**Work to complete**
Search the records below for the line containing "in: indicate the dark wood door". Output that line and all later lines exactly; output nothing else.

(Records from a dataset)
• • • • • • •
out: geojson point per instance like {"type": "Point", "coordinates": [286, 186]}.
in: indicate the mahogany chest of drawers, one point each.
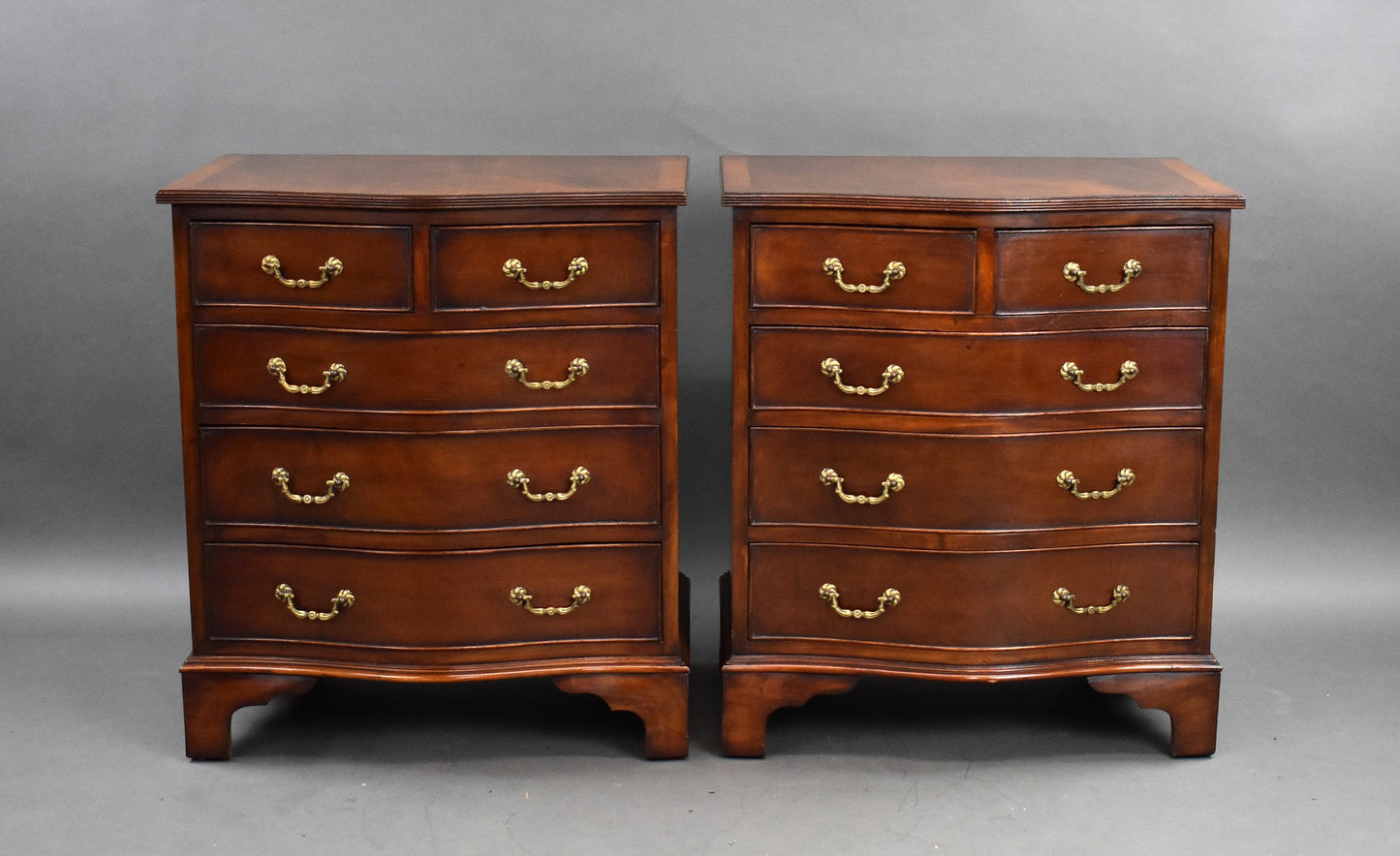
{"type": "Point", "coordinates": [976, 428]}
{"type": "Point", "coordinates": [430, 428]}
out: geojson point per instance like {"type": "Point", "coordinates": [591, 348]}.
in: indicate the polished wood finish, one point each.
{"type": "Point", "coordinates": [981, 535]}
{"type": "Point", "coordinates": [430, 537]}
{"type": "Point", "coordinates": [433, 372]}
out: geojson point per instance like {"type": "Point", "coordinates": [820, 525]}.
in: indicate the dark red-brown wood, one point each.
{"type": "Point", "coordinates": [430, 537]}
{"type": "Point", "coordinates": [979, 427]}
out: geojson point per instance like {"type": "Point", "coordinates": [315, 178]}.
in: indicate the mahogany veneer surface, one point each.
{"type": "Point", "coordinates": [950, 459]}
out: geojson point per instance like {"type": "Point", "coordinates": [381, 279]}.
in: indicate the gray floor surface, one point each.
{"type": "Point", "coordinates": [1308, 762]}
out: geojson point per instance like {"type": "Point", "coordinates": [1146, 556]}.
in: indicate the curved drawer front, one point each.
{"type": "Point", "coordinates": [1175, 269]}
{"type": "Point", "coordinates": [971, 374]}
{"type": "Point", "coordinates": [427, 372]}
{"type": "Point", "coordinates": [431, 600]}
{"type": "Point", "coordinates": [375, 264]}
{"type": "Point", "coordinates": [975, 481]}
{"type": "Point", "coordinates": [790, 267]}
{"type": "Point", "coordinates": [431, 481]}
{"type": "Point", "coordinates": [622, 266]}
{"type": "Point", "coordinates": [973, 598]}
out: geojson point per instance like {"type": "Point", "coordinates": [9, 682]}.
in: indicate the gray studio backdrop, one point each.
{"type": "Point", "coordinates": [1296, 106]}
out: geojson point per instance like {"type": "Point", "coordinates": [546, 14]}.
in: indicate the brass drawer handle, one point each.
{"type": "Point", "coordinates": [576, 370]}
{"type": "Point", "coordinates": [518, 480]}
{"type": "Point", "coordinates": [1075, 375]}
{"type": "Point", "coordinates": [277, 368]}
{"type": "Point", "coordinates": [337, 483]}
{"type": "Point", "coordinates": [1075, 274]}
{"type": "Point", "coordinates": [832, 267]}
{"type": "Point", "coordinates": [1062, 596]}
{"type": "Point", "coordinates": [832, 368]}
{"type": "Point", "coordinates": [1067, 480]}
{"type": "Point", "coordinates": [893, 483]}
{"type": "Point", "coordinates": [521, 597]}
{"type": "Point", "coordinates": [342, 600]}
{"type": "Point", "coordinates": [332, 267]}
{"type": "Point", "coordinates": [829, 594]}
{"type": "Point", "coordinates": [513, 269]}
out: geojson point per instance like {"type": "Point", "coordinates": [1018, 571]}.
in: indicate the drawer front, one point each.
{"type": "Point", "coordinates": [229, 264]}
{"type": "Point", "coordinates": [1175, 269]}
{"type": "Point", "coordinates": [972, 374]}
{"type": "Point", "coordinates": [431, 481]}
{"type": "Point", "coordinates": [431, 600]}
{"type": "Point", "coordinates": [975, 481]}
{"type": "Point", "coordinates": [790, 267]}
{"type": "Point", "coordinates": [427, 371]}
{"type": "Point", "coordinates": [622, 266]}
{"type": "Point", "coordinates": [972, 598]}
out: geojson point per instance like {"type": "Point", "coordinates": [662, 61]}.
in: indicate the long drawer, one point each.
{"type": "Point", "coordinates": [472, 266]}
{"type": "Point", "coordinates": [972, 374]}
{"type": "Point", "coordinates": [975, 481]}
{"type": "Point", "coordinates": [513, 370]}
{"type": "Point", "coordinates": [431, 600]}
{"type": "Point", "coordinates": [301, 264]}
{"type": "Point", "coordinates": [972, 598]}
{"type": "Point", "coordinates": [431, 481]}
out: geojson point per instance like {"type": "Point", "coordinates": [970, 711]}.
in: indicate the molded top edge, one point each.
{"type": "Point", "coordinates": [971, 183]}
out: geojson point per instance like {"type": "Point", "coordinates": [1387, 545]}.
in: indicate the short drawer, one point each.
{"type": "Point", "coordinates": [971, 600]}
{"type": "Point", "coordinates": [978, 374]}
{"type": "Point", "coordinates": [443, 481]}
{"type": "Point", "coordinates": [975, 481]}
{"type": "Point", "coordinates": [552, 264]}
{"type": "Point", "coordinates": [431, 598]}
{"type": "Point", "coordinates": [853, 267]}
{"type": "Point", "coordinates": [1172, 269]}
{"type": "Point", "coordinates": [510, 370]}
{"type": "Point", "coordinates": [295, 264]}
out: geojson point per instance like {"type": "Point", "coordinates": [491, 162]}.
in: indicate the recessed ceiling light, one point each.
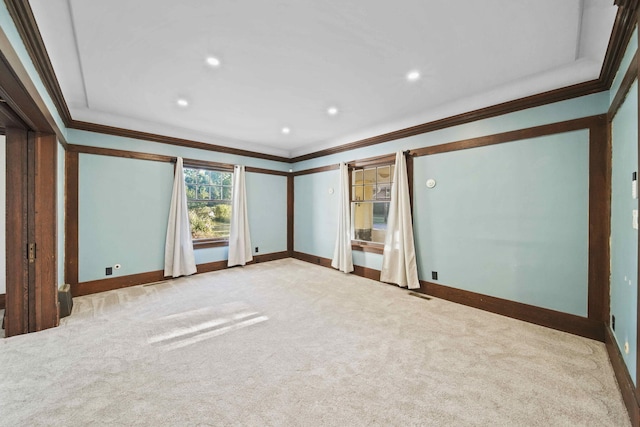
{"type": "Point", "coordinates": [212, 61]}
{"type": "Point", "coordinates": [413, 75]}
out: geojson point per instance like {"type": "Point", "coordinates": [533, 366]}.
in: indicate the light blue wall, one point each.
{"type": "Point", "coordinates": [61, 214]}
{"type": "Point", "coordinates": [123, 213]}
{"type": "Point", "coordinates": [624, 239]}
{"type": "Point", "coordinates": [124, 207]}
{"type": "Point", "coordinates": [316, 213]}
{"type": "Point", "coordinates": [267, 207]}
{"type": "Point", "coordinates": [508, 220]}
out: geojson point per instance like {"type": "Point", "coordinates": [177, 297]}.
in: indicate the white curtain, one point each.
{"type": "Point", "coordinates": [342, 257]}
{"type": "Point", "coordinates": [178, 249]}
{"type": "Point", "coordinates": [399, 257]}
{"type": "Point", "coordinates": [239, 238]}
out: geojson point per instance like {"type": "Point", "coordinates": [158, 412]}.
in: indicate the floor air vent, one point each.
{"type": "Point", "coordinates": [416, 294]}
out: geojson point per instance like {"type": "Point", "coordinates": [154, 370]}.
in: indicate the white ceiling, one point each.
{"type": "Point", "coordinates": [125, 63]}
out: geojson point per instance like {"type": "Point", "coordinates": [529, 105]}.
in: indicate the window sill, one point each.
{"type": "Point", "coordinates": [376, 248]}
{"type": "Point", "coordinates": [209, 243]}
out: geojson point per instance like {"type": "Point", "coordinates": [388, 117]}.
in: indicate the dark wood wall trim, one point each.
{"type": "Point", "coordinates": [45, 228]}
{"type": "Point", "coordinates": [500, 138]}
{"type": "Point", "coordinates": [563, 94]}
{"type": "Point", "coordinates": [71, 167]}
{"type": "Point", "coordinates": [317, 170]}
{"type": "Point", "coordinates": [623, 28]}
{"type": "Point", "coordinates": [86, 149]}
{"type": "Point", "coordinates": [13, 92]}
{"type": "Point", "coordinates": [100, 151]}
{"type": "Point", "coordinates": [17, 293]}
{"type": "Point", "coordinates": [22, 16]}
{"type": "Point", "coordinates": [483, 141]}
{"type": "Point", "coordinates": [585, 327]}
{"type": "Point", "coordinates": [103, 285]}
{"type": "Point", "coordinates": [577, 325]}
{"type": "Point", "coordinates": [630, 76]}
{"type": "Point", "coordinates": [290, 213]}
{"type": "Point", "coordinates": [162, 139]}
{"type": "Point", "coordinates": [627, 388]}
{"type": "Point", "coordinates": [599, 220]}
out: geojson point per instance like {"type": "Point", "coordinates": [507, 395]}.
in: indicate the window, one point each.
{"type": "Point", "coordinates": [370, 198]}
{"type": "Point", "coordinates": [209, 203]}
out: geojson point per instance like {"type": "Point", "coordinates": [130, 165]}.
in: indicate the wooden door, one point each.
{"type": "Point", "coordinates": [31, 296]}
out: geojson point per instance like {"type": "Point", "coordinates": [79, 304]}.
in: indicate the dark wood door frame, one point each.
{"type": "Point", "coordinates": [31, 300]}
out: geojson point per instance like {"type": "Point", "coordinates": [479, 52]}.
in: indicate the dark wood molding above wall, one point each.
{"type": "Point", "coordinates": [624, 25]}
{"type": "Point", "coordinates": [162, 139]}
• • • • • • •
**Expected answer**
in: indicate the dark wood door frame, one point each.
{"type": "Point", "coordinates": [31, 300]}
out: geojson point per instance like {"type": "Point", "coordinates": [479, 52]}.
in: indicate the dark wood molding above wall, one point each.
{"type": "Point", "coordinates": [624, 25]}
{"type": "Point", "coordinates": [162, 139]}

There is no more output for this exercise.